* _수행 과제_:
아래 줄 가운데 "feathers"라는 단어가 포함된 줄을 모두 찾아 한 줄씩 옮겨 적으십시오.

* _나열된 항목_:
■ ■ ■ ■ ■ ■ ■

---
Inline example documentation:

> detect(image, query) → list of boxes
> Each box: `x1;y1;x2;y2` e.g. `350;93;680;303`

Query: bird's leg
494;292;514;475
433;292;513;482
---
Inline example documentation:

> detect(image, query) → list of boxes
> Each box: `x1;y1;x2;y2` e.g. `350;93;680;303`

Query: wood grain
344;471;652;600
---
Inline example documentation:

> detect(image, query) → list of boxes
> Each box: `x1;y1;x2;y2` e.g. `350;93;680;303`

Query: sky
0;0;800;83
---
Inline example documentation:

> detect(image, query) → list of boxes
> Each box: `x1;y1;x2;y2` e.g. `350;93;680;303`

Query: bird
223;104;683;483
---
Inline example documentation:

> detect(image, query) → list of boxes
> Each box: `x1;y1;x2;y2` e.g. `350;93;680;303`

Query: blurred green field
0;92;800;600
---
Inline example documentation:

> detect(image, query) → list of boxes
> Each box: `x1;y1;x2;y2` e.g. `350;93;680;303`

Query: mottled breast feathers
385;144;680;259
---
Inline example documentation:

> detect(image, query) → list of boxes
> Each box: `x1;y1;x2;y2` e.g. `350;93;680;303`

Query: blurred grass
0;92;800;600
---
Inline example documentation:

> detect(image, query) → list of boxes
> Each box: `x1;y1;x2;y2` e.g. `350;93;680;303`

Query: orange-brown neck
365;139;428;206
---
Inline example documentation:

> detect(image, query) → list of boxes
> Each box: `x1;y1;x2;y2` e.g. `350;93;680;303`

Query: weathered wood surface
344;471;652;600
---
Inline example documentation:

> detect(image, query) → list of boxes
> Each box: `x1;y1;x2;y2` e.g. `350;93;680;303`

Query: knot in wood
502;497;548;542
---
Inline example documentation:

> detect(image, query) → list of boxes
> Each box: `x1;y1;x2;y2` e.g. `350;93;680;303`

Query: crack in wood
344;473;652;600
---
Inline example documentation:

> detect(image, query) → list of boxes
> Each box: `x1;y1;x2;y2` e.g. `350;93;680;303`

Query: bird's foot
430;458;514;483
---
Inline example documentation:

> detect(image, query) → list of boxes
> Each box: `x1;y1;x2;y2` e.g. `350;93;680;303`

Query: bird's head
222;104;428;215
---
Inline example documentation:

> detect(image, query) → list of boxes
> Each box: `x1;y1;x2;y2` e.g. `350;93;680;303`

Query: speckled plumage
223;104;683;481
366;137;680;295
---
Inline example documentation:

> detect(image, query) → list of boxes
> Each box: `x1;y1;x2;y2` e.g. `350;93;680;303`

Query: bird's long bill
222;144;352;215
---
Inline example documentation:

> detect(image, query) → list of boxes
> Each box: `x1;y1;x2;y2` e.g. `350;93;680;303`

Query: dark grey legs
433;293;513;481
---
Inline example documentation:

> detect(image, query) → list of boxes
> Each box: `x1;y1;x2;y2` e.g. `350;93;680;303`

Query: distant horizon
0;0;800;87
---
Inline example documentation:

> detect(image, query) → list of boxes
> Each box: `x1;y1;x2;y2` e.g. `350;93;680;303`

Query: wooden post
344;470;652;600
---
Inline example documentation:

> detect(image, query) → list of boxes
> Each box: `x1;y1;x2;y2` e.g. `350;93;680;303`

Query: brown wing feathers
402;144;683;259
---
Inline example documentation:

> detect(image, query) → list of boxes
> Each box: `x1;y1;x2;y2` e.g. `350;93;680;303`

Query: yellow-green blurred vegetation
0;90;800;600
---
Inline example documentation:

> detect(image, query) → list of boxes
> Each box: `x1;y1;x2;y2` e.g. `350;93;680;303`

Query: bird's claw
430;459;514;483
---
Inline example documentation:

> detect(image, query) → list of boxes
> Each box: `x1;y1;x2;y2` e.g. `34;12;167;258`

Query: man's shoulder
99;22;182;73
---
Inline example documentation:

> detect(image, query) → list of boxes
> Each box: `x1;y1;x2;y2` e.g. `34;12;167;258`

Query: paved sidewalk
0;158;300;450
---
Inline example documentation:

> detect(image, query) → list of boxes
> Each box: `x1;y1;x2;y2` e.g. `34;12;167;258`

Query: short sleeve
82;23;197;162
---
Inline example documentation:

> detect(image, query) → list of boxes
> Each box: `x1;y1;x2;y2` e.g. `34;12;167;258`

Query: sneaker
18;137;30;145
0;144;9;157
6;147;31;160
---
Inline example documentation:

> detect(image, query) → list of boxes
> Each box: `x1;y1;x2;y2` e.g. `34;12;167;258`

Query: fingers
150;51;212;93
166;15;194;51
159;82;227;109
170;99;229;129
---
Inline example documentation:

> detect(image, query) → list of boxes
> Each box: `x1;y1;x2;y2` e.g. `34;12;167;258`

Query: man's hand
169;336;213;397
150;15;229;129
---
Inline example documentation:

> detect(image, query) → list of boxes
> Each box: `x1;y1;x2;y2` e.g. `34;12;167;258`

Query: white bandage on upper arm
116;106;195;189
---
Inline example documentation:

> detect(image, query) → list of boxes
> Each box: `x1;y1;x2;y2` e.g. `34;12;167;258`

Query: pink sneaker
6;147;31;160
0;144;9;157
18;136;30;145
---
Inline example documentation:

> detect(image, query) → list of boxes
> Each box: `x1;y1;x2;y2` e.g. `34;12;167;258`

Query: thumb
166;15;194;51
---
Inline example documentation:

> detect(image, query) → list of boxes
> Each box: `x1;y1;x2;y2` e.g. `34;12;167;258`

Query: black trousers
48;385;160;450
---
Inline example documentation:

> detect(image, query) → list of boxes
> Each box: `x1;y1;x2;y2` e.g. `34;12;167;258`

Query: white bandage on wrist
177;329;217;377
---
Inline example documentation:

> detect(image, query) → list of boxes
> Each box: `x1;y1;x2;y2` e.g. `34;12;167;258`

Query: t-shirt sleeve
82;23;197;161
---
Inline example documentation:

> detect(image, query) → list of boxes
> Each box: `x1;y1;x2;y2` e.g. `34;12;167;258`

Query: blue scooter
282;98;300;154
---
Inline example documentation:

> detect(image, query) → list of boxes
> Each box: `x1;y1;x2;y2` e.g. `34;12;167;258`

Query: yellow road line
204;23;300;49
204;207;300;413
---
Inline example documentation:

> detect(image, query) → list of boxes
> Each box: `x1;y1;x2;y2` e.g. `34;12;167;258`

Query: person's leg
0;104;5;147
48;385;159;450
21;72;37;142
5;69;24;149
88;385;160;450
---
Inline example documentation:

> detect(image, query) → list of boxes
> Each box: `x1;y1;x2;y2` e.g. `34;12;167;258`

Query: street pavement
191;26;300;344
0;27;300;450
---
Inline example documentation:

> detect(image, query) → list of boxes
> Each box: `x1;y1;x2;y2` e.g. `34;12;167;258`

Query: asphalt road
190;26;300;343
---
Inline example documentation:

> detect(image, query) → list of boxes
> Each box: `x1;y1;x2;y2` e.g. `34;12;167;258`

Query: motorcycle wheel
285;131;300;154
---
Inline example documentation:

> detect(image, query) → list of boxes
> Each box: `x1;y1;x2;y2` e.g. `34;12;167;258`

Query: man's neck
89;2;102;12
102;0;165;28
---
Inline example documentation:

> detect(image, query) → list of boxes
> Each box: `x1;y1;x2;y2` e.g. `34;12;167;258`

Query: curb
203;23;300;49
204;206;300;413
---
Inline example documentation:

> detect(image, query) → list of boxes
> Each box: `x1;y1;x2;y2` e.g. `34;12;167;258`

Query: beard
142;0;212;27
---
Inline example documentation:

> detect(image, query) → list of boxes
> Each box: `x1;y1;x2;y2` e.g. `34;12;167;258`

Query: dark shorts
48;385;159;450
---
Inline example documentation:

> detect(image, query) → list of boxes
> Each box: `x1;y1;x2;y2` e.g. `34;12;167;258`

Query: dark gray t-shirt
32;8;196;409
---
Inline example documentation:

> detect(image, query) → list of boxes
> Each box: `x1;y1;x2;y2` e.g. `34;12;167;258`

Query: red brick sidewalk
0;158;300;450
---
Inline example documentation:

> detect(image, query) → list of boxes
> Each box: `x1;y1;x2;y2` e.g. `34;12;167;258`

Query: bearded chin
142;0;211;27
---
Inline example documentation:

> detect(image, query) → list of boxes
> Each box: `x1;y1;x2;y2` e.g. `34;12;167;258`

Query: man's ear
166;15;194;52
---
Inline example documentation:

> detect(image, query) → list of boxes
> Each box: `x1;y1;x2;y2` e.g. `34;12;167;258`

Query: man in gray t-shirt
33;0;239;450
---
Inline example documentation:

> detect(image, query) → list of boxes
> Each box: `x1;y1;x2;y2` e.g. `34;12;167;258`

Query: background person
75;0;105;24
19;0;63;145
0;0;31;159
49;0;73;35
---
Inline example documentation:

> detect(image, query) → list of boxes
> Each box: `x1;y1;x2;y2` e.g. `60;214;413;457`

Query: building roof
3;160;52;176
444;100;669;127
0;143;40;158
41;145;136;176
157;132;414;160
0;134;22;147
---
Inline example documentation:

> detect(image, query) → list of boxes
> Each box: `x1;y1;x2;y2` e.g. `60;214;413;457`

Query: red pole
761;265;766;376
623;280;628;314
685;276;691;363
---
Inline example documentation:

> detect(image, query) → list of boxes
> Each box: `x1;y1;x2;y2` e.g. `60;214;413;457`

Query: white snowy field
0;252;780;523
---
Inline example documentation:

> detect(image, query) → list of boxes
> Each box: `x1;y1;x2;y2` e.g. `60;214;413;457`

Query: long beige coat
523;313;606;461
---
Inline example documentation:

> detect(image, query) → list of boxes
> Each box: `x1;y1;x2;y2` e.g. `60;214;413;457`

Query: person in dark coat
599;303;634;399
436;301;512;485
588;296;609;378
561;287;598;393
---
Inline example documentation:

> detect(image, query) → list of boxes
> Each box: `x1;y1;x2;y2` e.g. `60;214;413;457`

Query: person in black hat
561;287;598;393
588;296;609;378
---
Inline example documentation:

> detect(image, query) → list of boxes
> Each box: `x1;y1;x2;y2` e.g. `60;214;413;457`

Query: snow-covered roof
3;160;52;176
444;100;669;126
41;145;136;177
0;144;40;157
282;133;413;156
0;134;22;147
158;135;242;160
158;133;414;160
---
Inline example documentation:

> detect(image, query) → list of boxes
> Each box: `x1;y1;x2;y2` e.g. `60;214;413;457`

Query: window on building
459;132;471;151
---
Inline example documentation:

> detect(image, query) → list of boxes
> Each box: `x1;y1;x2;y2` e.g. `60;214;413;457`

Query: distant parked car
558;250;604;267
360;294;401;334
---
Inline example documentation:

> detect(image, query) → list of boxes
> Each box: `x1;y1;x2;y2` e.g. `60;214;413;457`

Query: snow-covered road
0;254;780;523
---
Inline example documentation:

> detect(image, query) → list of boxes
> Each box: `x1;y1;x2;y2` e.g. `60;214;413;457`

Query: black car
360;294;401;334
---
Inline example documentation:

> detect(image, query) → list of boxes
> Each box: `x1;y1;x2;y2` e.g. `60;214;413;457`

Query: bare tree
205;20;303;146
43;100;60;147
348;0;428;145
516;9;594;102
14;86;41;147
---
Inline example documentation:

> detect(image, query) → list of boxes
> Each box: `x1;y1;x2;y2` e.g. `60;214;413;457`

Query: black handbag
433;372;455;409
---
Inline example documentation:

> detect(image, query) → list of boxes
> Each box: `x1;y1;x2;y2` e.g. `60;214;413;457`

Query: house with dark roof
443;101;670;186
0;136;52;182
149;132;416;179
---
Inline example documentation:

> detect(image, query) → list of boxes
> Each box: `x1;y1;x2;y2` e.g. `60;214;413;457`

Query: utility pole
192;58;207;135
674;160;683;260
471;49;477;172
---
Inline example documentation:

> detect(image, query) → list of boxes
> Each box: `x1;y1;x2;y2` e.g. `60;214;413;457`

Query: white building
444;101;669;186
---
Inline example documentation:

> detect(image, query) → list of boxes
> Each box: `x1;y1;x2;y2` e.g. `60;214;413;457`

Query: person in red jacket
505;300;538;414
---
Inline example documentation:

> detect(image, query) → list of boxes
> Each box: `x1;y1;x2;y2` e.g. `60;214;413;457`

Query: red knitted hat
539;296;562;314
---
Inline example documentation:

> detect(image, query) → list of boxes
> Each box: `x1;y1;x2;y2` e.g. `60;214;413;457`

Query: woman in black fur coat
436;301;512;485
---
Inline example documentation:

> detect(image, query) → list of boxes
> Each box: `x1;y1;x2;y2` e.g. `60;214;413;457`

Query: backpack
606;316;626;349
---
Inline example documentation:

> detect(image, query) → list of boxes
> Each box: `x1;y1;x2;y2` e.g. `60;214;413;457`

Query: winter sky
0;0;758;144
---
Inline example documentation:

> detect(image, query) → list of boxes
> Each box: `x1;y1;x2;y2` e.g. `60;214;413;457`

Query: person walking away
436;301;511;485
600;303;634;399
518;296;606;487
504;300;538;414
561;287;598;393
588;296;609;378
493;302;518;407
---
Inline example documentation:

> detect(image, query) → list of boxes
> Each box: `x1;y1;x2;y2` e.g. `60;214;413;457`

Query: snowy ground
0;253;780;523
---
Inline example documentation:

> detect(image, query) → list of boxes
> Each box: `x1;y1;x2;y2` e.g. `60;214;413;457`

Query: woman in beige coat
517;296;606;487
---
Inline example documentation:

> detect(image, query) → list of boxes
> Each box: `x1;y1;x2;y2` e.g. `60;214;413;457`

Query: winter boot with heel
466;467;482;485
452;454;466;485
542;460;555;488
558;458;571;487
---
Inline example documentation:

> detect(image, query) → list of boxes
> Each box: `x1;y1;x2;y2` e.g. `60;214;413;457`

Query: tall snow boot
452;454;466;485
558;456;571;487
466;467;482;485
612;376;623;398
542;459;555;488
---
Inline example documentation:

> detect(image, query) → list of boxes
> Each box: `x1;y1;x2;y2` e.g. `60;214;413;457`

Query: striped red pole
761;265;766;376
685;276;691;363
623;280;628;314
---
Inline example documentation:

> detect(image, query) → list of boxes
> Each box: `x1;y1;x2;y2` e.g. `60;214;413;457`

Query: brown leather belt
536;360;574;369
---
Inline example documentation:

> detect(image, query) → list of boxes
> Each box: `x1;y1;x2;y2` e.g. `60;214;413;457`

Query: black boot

■ ■ ■ ■ ■ ■ ■

* _전체 풀이_:
Query: mottled breast feathers
Query: brown wing feathers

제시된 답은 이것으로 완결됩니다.